Exercise prompt: How many lines of the records contain the string "child"? Give only the number.
========================================
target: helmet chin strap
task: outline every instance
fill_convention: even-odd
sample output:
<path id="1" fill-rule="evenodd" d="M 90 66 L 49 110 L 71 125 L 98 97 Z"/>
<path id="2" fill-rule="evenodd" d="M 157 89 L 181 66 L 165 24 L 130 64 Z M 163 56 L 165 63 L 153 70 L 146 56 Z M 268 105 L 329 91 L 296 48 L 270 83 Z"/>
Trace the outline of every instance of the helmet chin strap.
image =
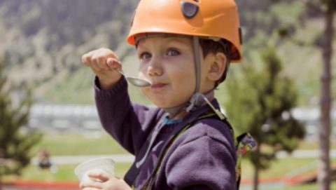
<path id="1" fill-rule="evenodd" d="M 201 84 L 201 55 L 200 54 L 200 37 L 192 36 L 192 46 L 194 50 L 194 59 L 195 59 L 195 68 L 196 75 L 196 86 L 195 92 L 191 97 L 188 102 L 183 103 L 179 106 L 163 109 L 166 112 L 169 114 L 170 118 L 175 117 L 178 113 L 180 113 L 183 109 L 188 112 L 192 112 L 197 108 L 201 107 L 206 104 L 208 104 L 210 107 L 215 111 L 215 113 L 220 118 L 224 119 L 225 116 L 218 109 L 216 109 L 211 104 L 209 100 L 211 100 L 214 97 L 214 89 L 210 90 L 206 94 L 204 95 L 200 93 L 200 86 Z"/>

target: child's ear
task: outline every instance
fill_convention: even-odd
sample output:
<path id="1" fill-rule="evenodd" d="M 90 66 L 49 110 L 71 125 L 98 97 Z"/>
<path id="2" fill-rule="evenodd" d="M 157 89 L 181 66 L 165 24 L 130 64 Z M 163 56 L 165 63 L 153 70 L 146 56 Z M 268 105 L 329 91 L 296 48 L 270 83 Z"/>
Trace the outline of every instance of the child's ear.
<path id="1" fill-rule="evenodd" d="M 226 56 L 223 53 L 216 53 L 213 56 L 214 59 L 211 62 L 208 79 L 213 81 L 217 81 L 220 79 L 225 69 Z"/>

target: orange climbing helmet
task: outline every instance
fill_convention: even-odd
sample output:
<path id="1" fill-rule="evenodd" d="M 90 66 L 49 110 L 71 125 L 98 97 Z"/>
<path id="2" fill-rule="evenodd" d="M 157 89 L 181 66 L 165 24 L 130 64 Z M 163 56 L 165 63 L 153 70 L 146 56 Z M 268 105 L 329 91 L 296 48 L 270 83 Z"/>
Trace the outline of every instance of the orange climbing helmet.
<path id="1" fill-rule="evenodd" d="M 230 60 L 241 60 L 241 35 L 234 0 L 141 0 L 133 15 L 127 41 L 145 34 L 198 36 L 232 43 Z"/>

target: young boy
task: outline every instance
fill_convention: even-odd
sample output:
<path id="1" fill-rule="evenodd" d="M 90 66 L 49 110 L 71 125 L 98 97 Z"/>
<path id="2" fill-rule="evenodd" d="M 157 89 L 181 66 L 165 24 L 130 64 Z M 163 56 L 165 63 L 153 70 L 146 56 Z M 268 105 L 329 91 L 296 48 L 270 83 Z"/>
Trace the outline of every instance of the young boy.
<path id="1" fill-rule="evenodd" d="M 102 123 L 136 161 L 125 181 L 104 172 L 82 189 L 236 189 L 232 128 L 214 97 L 230 61 L 239 61 L 233 0 L 141 0 L 127 38 L 140 60 L 143 93 L 157 107 L 133 103 L 111 50 L 82 57 L 97 77 Z"/>

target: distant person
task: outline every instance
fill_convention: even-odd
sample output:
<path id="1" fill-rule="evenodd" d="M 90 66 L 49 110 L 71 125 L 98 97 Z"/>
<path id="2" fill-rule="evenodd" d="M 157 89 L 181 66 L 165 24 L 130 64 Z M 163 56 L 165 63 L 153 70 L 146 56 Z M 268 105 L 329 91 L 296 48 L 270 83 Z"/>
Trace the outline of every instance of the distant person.
<path id="1" fill-rule="evenodd" d="M 46 149 L 42 149 L 38 152 L 38 167 L 41 169 L 49 169 L 51 167 L 49 152 Z"/>
<path id="2" fill-rule="evenodd" d="M 50 161 L 50 154 L 46 149 L 42 149 L 38 152 L 38 168 L 43 170 L 48 169 L 51 172 L 57 172 L 57 168 Z"/>
<path id="3" fill-rule="evenodd" d="M 142 92 L 156 105 L 132 102 L 115 53 L 100 48 L 83 62 L 96 75 L 95 100 L 105 130 L 136 161 L 125 181 L 91 172 L 82 189 L 237 188 L 234 134 L 214 90 L 231 61 L 241 60 L 233 0 L 141 0 L 127 41 L 135 46 Z"/>

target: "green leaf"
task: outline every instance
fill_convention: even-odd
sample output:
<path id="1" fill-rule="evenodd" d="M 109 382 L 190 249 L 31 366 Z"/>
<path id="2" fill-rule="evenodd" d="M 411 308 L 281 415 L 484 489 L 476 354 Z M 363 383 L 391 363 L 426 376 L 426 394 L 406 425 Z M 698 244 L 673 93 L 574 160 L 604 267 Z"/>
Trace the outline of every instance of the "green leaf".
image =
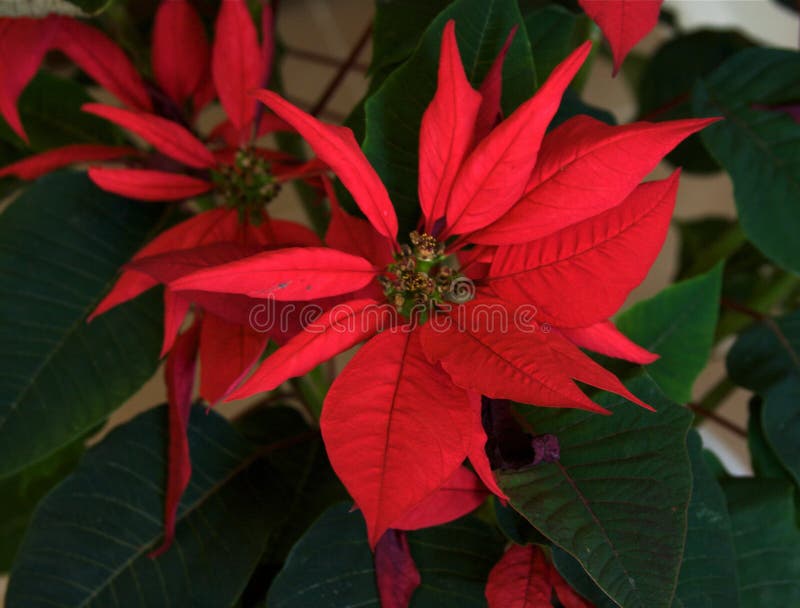
<path id="1" fill-rule="evenodd" d="M 86 317 L 161 213 L 60 173 L 0 215 L 0 478 L 84 435 L 155 373 L 157 292 Z"/>
<path id="2" fill-rule="evenodd" d="M 686 532 L 692 416 L 647 378 L 629 388 L 656 413 L 621 397 L 613 416 L 518 406 L 533 435 L 554 434 L 561 459 L 499 473 L 511 505 L 577 558 L 625 608 L 670 606 Z"/>
<path id="3" fill-rule="evenodd" d="M 22 150 L 42 152 L 68 144 L 119 143 L 107 120 L 81 111 L 92 98 L 73 80 L 39 74 L 19 99 L 19 115 L 30 145 L 0 118 L 0 139 Z"/>
<path id="4" fill-rule="evenodd" d="M 192 409 L 192 479 L 175 543 L 157 559 L 148 554 L 163 532 L 166 407 L 115 429 L 39 506 L 9 608 L 231 606 L 284 520 L 305 508 L 295 502 L 305 480 L 290 477 L 292 461 L 308 466 L 304 448 L 320 442 L 296 413 L 279 408 L 270 418 L 280 439 L 257 447 L 218 414 Z"/>
<path id="5" fill-rule="evenodd" d="M 270 588 L 269 608 L 380 608 L 364 520 L 350 507 L 331 507 L 298 541 Z M 467 517 L 408 540 L 422 578 L 411 608 L 486 606 L 486 577 L 503 553 L 493 528 Z"/>
<path id="6" fill-rule="evenodd" d="M 647 63 L 637 87 L 639 115 L 645 120 L 674 120 L 693 116 L 691 91 L 728 57 L 752 42 L 734 30 L 697 30 L 665 42 Z M 693 135 L 667 158 L 687 171 L 718 171 L 700 137 Z"/>
<path id="7" fill-rule="evenodd" d="M 767 444 L 800 483 L 800 311 L 744 332 L 728 352 L 731 379 L 763 397 Z"/>
<path id="8" fill-rule="evenodd" d="M 83 440 L 0 481 L 0 572 L 11 568 L 33 510 L 53 486 L 66 477 L 83 454 Z"/>
<path id="9" fill-rule="evenodd" d="M 722 264 L 707 274 L 667 287 L 634 304 L 616 320 L 637 344 L 661 358 L 646 367 L 672 400 L 686 403 L 692 385 L 706 366 L 719 315 Z"/>
<path id="10" fill-rule="evenodd" d="M 725 495 L 703 457 L 696 431 L 688 436 L 692 499 L 676 599 L 684 608 L 736 608 L 736 553 Z"/>
<path id="11" fill-rule="evenodd" d="M 731 478 L 722 489 L 733 527 L 741 607 L 800 606 L 800 531 L 792 486 Z"/>
<path id="12" fill-rule="evenodd" d="M 514 0 L 457 0 L 431 23 L 411 58 L 366 102 L 363 149 L 386 184 L 400 219 L 400 238 L 414 229 L 418 215 L 419 126 L 433 98 L 445 23 L 455 19 L 467 76 L 479 86 L 514 26 L 520 28 L 503 69 L 503 108 L 509 112 L 536 88 L 530 44 Z"/>
<path id="13" fill-rule="evenodd" d="M 370 72 L 386 72 L 414 52 L 431 21 L 450 0 L 380 0 L 375 22 Z"/>
<path id="14" fill-rule="evenodd" d="M 2 0 L 0 17 L 44 17 L 50 14 L 87 17 L 107 9 L 113 0 Z"/>
<path id="15" fill-rule="evenodd" d="M 703 142 L 733 180 L 739 221 L 767 257 L 800 272 L 800 124 L 760 109 L 800 98 L 800 54 L 741 51 L 694 88 L 698 116 L 722 116 Z"/>
<path id="16" fill-rule="evenodd" d="M 753 397 L 749 403 L 747 417 L 747 448 L 750 452 L 750 465 L 756 477 L 791 481 L 789 472 L 778 460 L 764 434 L 764 425 L 761 423 L 763 411 L 764 404 L 761 397 Z"/>

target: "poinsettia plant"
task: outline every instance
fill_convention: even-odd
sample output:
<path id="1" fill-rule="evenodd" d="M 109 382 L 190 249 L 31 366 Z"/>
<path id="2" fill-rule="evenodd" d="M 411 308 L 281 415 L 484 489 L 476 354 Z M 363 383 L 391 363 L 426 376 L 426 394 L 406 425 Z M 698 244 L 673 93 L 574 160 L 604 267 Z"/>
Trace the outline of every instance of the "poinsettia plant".
<path id="1" fill-rule="evenodd" d="M 306 104 L 299 4 L 14 6 L 7 606 L 800 603 L 800 54 L 382 0 Z M 698 173 L 735 217 L 675 220 Z"/>

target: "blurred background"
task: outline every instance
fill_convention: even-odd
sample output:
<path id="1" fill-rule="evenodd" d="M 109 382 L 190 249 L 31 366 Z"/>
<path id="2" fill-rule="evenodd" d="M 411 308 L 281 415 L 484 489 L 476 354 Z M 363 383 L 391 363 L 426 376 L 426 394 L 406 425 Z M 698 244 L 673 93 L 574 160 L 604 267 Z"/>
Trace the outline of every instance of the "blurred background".
<path id="1" fill-rule="evenodd" d="M 378 0 L 380 1 L 380 0 Z M 312 108 L 323 104 L 321 116 L 340 122 L 366 91 L 366 69 L 370 61 L 368 27 L 372 20 L 374 0 L 284 0 L 281 2 L 277 29 L 286 45 L 282 66 L 285 89 L 295 103 Z M 735 27 L 747 36 L 771 46 L 796 48 L 800 40 L 797 14 L 770 0 L 666 0 L 684 30 L 698 27 Z M 668 36 L 668 29 L 659 26 L 636 52 L 649 53 Z M 353 56 L 350 69 L 340 66 Z M 337 82 L 335 91 L 331 85 Z M 611 62 L 598 57 L 584 89 L 586 102 L 611 110 L 621 123 L 634 118 L 636 105 L 633 92 L 624 74 L 611 77 Z M 659 167 L 654 177 L 666 177 L 669 167 Z M 286 189 L 271 207 L 278 217 L 300 219 L 301 206 L 291 189 Z M 733 191 L 729 177 L 720 172 L 709 176 L 685 174 L 675 212 L 675 219 L 691 219 L 708 215 L 735 215 Z M 629 302 L 658 293 L 674 278 L 677 269 L 678 234 L 672 229 L 661 255 L 644 283 L 631 295 Z M 716 348 L 710 365 L 694 388 L 695 398 L 703 395 L 722 376 L 725 352 L 729 342 Z M 745 427 L 746 391 L 738 389 L 716 410 L 718 416 L 736 426 Z M 109 428 L 128 420 L 156 403 L 166 401 L 161 372 L 148 382 L 109 421 Z M 242 404 L 223 404 L 224 413 L 234 413 Z M 749 472 L 745 440 L 722 424 L 707 420 L 701 432 L 708 447 L 717 452 L 729 470 L 737 475 Z M 0 606 L 5 580 L 0 578 Z"/>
========================================
Output for this task: 2